**SELECTION:**
>> Begin
Invest to maximize wellbeing
Resilience Value: measuring generative investment impact for a livable future
5 years ago, Geoversiv published a piece on generative economics, titled 'Uplift locally to solve globally'. It focused on generative organic optimizing demand (GOOD) as an organizing principle for sustainable economic planning and development. We review that idea here, in light of the gathering storm of interconnected crises now threatening lives and livelihoods around the world.
Generating Better Outcomes
The underlying idea behind 'GOOD economics'—generativity—goes back more than a decade. To be 'generative', an activity, investment, service or innovation must generate an overall expansion of value, beyond the narrow financial return it may generate for direct investors. In other words, generative economic activity chases, and values, positive externalities—what some like to call "co-benefits".
Between 2015 and 2017, Geoversiv and partners worked to translate this approach to measuring value into a practical way of working with macrocritical forces. Macro-critical means a particular area of impact or influence can affect the overall size and dynamism of the economy—it is critical to the macroeconomy.
Not having a market price does not mean a natural system—the climate system, for instance, or a watershed that conditions an entire region to be able to grow food—does not have value in itself. Ecological economics demands that we account for those un-priced values without which no other value can exist.
>> End
**Recorded data:**
>> Begin
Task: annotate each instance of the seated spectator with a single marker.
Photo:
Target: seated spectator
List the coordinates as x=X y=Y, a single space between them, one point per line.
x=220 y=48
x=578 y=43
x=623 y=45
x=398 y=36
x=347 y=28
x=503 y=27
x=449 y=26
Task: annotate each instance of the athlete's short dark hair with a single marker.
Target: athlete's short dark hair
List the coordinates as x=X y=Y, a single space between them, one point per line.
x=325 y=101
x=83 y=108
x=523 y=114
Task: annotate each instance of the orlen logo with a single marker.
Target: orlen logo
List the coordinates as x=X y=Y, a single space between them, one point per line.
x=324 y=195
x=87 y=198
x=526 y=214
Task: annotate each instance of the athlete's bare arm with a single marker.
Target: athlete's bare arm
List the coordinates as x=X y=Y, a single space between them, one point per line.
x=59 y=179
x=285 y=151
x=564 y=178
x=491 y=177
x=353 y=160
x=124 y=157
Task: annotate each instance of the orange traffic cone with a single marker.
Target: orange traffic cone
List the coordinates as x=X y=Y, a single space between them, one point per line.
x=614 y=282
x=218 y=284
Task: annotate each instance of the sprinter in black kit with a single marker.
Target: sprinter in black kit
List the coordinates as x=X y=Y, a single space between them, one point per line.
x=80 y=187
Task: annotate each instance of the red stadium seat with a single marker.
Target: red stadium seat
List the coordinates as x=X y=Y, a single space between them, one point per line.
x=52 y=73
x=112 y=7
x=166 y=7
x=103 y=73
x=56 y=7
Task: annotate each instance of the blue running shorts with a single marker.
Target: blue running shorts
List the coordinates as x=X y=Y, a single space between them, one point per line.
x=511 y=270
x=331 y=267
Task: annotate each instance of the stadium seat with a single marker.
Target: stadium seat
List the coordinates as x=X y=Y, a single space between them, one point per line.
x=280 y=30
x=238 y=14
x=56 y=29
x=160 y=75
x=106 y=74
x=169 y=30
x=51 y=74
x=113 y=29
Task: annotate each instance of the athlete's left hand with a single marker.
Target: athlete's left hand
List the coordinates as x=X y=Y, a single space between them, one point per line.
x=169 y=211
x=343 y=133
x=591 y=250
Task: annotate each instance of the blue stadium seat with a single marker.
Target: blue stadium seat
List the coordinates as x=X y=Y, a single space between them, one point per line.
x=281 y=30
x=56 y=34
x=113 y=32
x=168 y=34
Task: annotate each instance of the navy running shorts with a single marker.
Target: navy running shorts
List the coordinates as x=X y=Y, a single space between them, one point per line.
>> End
**WRITTEN TASKS:**
- a) Reproduce, word for word, the part of the generative economics text that opens with the words containing "Not having a" and closes with "value can exist.".
- b) Carry on writing the generative economics text from the point where it stops.

**THE ANSWERS:**
- a)
Not having a market price does not mean a natural system—the climate system, for instance, or a watershed that conditions an entire region to be able to grow food—does not have value in itself. Ecological economics demands that we account for those un-priced values without which no other value can exist.

- b)
As recently as the late 1990s, mainstream economics and finance treated this as a question of human value versus environmental value, as if the two were entirely discrete and distinct areas of concern. Over the last two decades, we have seen a rapidly increasing awareness that ecological economics is a more humanizing way of tracking and reporting on value. We can say "humanizing", both because human wellbeing depends on the health of natural systems and because humanity is an "intangible", not a market value—thankfully.
If we discount to zero what drives everyday wellbeing, we might end up with an economy that treats money, fuel, and profit as being worth more than health, safety, and resilience, at the human scale. This makes no sense, of course, since these other resources have value only insofar as they make conditions better for people, which must mean making the underlying natural conditions better as well. An industrial economy unconcerned with harm to the environment ends up working against the interests of human beings.
What is G.O.O.D.?
Generative organic optimizing demand (GOOD) is the tendency of any living system—including human beings, our societies, and the ecosystems we depend on—to organically demand that decisions of consequence generate a greater overall pool of value. GOOD suggests systems should continually optimize—not narrowly to enhance the profits of a few, but broadly to minimize destruction and leave people and nature in conditions of improved, sustainable good health.
Money and finance carry an inherent promise of an overall expansion of value. Expanding value for a few while destroying value broadly, and unaccountably, makes no sense. It is unjust, violates the implicit social contract, and ultimately leads to collapse.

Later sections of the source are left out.